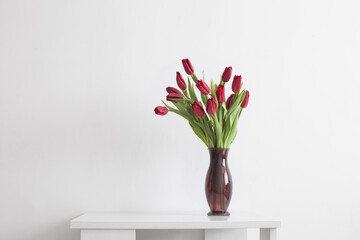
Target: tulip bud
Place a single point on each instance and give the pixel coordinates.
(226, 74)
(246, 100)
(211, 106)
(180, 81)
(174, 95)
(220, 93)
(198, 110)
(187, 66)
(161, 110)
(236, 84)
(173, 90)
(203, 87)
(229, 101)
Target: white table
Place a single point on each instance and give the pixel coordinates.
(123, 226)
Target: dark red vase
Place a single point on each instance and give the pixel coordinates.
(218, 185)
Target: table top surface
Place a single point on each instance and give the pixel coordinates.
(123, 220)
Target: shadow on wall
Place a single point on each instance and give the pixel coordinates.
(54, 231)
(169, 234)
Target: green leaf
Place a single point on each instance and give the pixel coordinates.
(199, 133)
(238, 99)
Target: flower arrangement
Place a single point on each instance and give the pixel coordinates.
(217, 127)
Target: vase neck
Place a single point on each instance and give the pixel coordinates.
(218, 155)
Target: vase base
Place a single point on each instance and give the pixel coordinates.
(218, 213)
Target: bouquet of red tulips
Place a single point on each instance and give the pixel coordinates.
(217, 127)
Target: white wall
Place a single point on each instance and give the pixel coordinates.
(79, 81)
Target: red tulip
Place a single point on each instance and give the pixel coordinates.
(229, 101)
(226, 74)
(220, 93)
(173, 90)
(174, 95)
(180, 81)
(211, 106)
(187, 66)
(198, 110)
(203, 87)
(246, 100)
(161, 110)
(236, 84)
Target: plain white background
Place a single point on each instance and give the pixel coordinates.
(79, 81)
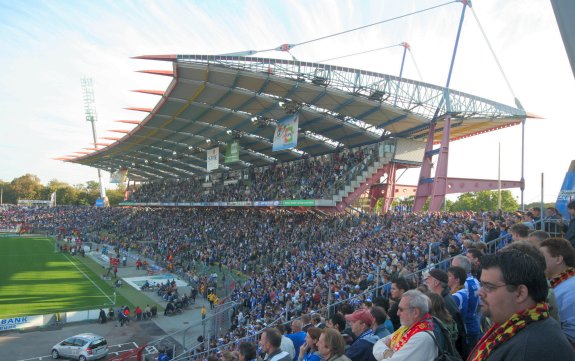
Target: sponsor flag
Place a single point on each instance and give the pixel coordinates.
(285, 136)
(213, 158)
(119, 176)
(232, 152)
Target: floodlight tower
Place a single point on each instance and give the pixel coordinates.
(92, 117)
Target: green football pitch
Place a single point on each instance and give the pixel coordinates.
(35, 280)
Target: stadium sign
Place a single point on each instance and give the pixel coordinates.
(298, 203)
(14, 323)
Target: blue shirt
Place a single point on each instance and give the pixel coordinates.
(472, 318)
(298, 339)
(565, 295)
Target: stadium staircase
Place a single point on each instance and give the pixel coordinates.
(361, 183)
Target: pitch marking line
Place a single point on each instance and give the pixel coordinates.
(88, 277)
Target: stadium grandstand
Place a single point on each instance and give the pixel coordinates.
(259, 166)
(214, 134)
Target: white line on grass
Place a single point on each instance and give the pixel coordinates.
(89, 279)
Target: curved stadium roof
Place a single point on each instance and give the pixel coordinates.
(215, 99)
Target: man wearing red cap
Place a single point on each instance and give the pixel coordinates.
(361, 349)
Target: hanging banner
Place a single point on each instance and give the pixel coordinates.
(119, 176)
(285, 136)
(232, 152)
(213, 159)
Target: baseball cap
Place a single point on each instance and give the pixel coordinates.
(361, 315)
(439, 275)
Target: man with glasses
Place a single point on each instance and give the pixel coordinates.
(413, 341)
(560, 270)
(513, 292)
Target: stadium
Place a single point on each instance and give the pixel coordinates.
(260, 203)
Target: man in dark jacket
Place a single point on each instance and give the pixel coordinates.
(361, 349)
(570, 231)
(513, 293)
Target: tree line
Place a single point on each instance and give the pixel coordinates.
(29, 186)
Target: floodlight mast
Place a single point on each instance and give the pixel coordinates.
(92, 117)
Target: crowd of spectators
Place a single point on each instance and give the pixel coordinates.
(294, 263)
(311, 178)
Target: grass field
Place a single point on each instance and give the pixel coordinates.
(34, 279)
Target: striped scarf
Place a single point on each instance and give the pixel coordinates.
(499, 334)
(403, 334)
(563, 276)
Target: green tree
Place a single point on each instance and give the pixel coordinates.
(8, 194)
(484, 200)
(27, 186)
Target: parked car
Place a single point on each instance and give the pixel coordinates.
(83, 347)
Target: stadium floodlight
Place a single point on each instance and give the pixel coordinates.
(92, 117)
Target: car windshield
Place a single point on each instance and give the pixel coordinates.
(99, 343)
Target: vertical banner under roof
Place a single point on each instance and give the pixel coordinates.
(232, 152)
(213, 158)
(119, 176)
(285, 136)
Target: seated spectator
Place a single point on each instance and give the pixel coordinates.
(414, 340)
--------------------------------
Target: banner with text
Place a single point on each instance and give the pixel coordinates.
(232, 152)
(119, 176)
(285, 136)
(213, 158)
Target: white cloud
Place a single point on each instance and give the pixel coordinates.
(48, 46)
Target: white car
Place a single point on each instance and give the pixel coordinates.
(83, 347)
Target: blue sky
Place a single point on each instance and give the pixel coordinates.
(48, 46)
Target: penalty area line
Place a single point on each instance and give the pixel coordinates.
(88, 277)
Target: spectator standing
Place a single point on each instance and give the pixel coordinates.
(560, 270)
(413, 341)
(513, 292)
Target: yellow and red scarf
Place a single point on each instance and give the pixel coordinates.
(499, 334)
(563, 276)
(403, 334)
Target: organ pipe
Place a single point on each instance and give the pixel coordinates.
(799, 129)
--------------------------------
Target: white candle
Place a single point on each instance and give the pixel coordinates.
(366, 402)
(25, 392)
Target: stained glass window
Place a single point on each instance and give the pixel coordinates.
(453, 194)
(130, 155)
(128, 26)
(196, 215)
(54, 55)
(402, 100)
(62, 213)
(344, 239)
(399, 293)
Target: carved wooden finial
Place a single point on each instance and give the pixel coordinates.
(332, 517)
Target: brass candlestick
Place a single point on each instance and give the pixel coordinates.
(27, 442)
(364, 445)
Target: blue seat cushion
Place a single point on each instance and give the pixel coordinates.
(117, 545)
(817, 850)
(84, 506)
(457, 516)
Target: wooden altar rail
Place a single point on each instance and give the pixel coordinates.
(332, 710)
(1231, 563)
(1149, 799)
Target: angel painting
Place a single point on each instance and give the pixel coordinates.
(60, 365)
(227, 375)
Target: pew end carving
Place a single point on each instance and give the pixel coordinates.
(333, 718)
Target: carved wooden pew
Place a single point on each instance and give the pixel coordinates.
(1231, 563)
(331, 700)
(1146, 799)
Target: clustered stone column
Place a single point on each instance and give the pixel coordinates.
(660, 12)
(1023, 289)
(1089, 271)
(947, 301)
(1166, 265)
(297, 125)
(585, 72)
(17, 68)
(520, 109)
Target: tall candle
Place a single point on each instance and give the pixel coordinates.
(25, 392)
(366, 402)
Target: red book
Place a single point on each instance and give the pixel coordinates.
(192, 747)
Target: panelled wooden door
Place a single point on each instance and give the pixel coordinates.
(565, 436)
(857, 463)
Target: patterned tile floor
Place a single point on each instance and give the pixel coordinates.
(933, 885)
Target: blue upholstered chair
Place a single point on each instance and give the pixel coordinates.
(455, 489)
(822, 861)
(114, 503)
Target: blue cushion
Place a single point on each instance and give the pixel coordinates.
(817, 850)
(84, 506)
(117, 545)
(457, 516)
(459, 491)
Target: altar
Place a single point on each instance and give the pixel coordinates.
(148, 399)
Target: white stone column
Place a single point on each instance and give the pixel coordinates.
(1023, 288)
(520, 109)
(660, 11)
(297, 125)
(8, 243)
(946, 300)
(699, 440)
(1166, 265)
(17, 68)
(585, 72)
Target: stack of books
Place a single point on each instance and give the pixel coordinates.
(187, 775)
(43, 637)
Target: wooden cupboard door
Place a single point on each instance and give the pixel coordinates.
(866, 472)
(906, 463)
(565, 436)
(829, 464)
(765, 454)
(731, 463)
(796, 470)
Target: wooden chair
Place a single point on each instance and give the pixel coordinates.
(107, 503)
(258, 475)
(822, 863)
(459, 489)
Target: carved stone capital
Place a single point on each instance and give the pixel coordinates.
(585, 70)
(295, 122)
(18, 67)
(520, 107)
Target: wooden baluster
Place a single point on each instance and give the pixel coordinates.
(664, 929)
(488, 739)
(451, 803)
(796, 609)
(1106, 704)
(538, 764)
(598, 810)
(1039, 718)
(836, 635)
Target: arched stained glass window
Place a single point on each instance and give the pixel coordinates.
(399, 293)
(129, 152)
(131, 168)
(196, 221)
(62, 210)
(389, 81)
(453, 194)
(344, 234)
--------------------------------
Task objective
List every line in the material above that contains the word "stone", treating uppercase and lowercase as different.

Solved exercise
Target: clustered stone column
Target: white stone column
Target: carved stone capital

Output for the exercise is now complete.